__What needs to be done__
Leave out every picture, then transcribe the rest of the listing exactly.

A run of records:
- - - - - - -

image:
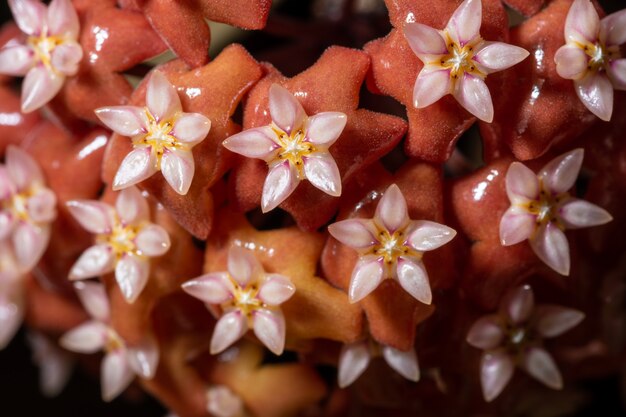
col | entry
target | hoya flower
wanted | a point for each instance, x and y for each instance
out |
(27, 207)
(542, 209)
(391, 245)
(51, 52)
(121, 362)
(249, 298)
(162, 136)
(591, 56)
(125, 241)
(294, 146)
(514, 337)
(457, 60)
(355, 357)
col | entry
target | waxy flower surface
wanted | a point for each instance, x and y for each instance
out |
(514, 337)
(120, 363)
(249, 298)
(51, 52)
(125, 241)
(27, 207)
(294, 146)
(162, 136)
(542, 209)
(391, 245)
(592, 57)
(457, 60)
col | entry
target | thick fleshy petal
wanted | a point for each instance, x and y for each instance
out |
(229, 328)
(413, 277)
(269, 327)
(324, 128)
(321, 170)
(596, 93)
(540, 365)
(496, 370)
(473, 94)
(214, 288)
(404, 363)
(178, 167)
(560, 174)
(366, 277)
(95, 261)
(286, 111)
(281, 180)
(131, 274)
(276, 289)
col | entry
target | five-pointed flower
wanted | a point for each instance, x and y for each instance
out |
(542, 208)
(249, 298)
(391, 245)
(27, 207)
(514, 337)
(125, 240)
(591, 56)
(121, 362)
(162, 136)
(294, 146)
(50, 54)
(355, 357)
(457, 60)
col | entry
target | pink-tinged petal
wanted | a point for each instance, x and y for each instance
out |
(116, 374)
(540, 365)
(427, 235)
(580, 213)
(39, 87)
(153, 240)
(473, 94)
(516, 225)
(321, 170)
(125, 120)
(30, 15)
(131, 274)
(486, 333)
(596, 93)
(229, 328)
(571, 62)
(94, 299)
(214, 288)
(281, 180)
(254, 143)
(191, 128)
(391, 211)
(95, 261)
(366, 277)
(560, 174)
(178, 167)
(496, 370)
(431, 84)
(276, 289)
(356, 233)
(286, 111)
(269, 327)
(62, 19)
(89, 337)
(404, 363)
(353, 361)
(16, 60)
(413, 277)
(582, 23)
(94, 216)
(464, 25)
(324, 128)
(161, 97)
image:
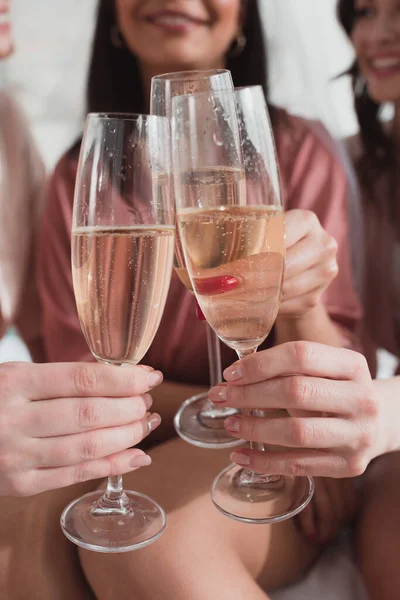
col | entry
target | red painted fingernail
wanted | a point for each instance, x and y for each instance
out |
(199, 313)
(216, 285)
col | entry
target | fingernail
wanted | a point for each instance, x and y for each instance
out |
(240, 458)
(153, 421)
(141, 460)
(199, 312)
(218, 394)
(216, 285)
(154, 378)
(233, 373)
(148, 401)
(232, 423)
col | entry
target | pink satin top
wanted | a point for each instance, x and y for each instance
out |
(312, 178)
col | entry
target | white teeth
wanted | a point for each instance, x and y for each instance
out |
(170, 20)
(385, 63)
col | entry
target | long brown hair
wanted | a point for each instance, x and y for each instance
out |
(115, 83)
(378, 147)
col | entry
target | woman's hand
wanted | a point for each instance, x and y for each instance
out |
(316, 379)
(332, 508)
(62, 424)
(310, 263)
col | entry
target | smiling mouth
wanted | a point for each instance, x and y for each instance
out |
(175, 20)
(385, 66)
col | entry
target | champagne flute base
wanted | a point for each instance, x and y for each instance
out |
(201, 426)
(141, 522)
(258, 499)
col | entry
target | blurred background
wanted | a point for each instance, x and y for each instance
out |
(53, 39)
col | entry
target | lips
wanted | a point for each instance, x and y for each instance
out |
(385, 66)
(174, 20)
(385, 63)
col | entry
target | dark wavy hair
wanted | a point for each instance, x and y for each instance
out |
(378, 146)
(115, 83)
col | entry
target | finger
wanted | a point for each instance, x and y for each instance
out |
(293, 432)
(310, 252)
(298, 224)
(116, 464)
(66, 380)
(84, 447)
(294, 393)
(75, 415)
(315, 463)
(306, 358)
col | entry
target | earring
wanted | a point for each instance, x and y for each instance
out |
(239, 45)
(116, 38)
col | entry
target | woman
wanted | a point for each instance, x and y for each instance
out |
(135, 40)
(361, 416)
(30, 436)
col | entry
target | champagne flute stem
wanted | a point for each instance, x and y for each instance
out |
(248, 474)
(114, 500)
(214, 356)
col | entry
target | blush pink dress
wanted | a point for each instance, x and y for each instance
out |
(312, 178)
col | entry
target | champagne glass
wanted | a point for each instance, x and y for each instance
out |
(122, 255)
(231, 223)
(198, 421)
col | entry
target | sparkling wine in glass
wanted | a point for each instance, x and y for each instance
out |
(122, 254)
(231, 224)
(198, 421)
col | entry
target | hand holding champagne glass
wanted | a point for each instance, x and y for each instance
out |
(198, 421)
(231, 223)
(122, 253)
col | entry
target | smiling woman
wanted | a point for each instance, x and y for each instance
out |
(134, 40)
(192, 34)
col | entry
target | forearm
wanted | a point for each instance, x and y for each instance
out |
(314, 326)
(167, 398)
(388, 434)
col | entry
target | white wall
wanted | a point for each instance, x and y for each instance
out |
(53, 38)
(48, 68)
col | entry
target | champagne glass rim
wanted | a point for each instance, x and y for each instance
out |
(227, 91)
(191, 74)
(121, 116)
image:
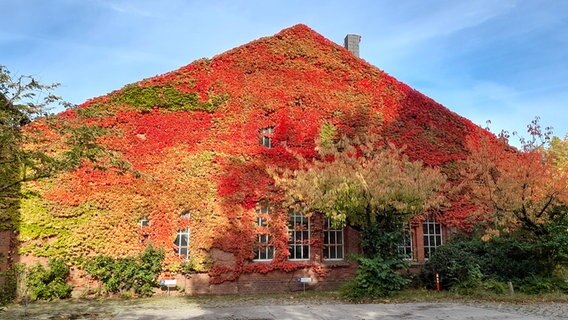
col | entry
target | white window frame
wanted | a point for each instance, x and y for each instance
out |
(144, 222)
(338, 245)
(292, 235)
(178, 243)
(429, 230)
(263, 244)
(266, 137)
(406, 248)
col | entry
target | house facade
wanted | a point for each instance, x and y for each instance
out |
(199, 142)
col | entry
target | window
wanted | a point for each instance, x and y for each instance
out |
(299, 236)
(264, 249)
(182, 243)
(182, 238)
(144, 222)
(432, 236)
(266, 137)
(405, 247)
(332, 241)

- - - - - - -

__Problem solution__
image:
col | entry
target | hoya flower
wanted | a point for each instance, x and y for each instance
out |
(27, 207)
(542, 209)
(391, 245)
(51, 52)
(121, 362)
(249, 298)
(162, 136)
(591, 56)
(125, 241)
(294, 146)
(514, 337)
(457, 60)
(355, 357)
col | entry
target | waxy flower surface
wanted | a point for each instance, x and y for each instance
out |
(514, 337)
(120, 363)
(249, 298)
(51, 52)
(125, 241)
(27, 207)
(294, 146)
(162, 136)
(542, 209)
(391, 245)
(592, 57)
(457, 60)
col | entry
target | thick fleshy petal
wanted | a point for each instance, x and y for each instance
out |
(229, 328)
(413, 277)
(269, 327)
(324, 128)
(321, 170)
(596, 93)
(540, 365)
(496, 370)
(473, 94)
(214, 288)
(404, 363)
(178, 167)
(560, 174)
(366, 277)
(95, 261)
(286, 111)
(281, 180)
(131, 274)
(276, 289)
col | entry
target | five-pointed flower
wanted | a point for each instance, x and y for each instance
out |
(542, 208)
(249, 298)
(391, 245)
(27, 207)
(514, 337)
(125, 240)
(591, 56)
(121, 362)
(162, 136)
(294, 146)
(50, 54)
(355, 357)
(457, 60)
col | entry
target | pink-tinged petal
wanted | a point for each instance, x and y for each instance
out |
(116, 374)
(540, 365)
(427, 235)
(580, 213)
(39, 87)
(153, 240)
(473, 94)
(516, 225)
(321, 170)
(125, 120)
(30, 15)
(131, 274)
(486, 333)
(596, 93)
(229, 328)
(571, 62)
(94, 299)
(214, 288)
(281, 180)
(254, 143)
(191, 128)
(391, 211)
(95, 261)
(366, 277)
(560, 174)
(178, 167)
(496, 370)
(431, 84)
(276, 289)
(356, 233)
(286, 111)
(269, 327)
(62, 19)
(89, 337)
(404, 363)
(353, 361)
(16, 60)
(413, 277)
(582, 23)
(94, 216)
(464, 25)
(324, 128)
(161, 97)
image:
col | entry
target | red painted fingernail
wanted | a point for each instance, x and y for each instance
out |
(199, 313)
(216, 285)
col | entry
target | fingernail
wanted | a point for each instance, x and y for each instance
out |
(240, 458)
(153, 421)
(141, 460)
(199, 312)
(218, 394)
(216, 285)
(154, 378)
(233, 373)
(148, 401)
(232, 423)
col | entry
target | pink satin top
wanted | a point for each instance, x and y for each instance
out |
(312, 178)
col | entry
target | white teeth
wanted | a point for each instance, x and y for each instance
out |
(170, 20)
(385, 63)
col | entry
target | long brown hair
wanted | a point for each instance, x and y for each instance
out |
(115, 83)
(378, 147)
col | entry
target | woman's hand
wanted | a point for each instance, x and y for each instance
out |
(316, 379)
(332, 508)
(62, 424)
(310, 263)
col | entry
target | smiling mouth
wanted | a point for each instance, x and y for each instance
out |
(175, 20)
(385, 66)
col | entry
target | champagne flute base
wanted | a point for each instance, x and y for each instance
out |
(201, 426)
(141, 522)
(258, 499)
col | entry
target | blurred background
wanted | a point for each instance, x and y for each instance
out |
(53, 39)
col | entry
target | lips
wanted | a point for each instance, x and y for each instance
out |
(385, 66)
(174, 20)
(385, 63)
col | entry
target | dark wavy hair
wanted | a point for each instance, x and y for each instance
out |
(378, 146)
(115, 83)
col | entry
target | finger
wanted | a point for each instance, x and y for each instance
out |
(293, 432)
(310, 252)
(298, 224)
(116, 464)
(66, 380)
(84, 447)
(294, 393)
(75, 415)
(315, 463)
(306, 358)
col | entry
target | earring
wanted | a point for each instance, x and y for each instance
out |
(239, 45)
(116, 38)
col | entry
target | woman
wanted | a point for each instance, x and y for each instance
out |
(135, 40)
(361, 416)
(30, 436)
col | entry
target | champagne flute stem
wanted | a point for each instance, x and y for each instance
out |
(248, 474)
(114, 500)
(214, 356)
col | entry
target | blush pink dress
wanted | a point for each instance, x and y for each instance
out |
(312, 178)
col | entry
target | champagne glass
wanted | a point for each instance, x and y for each instance
out |
(122, 255)
(231, 223)
(198, 421)
col | entry
target | sparkling wine in glass
wanted | a point for each instance, x and y for each instance
out |
(122, 254)
(231, 224)
(198, 421)
col | entry
target | hand holding champagne glass
wanted | a point for each instance, x and y for each instance
out |
(198, 421)
(231, 223)
(122, 253)
col | entry
target | smiling woman
wanted | a point for each instance, x and y for each instance
out |
(134, 40)
(192, 34)
col | entry
target | forearm
wanted | a point for each instance, x and y for each instance
out |
(314, 326)
(167, 398)
(388, 434)
col | entry
target | white wall
wanted | a point for each instance, x and y for each instance
out |
(53, 38)
(48, 68)
col | entry
target | champagne glass rim
wanted | a point for each instance, x and y for each instance
out |
(227, 91)
(191, 74)
(121, 116)
image:
col | entry
target | white window frame
wanted | a point for each instance, x and y for each instance
out |
(144, 222)
(338, 245)
(292, 235)
(178, 243)
(429, 230)
(263, 244)
(266, 137)
(406, 248)
col | entry
target | house facade
wanted | a point for each instance, x and y for each instance
out |
(199, 142)
col | entry
target | window
wanted | a point for each instance, x and y for each instance
out |
(299, 236)
(264, 249)
(182, 243)
(182, 238)
(144, 222)
(432, 236)
(266, 137)
(405, 247)
(332, 241)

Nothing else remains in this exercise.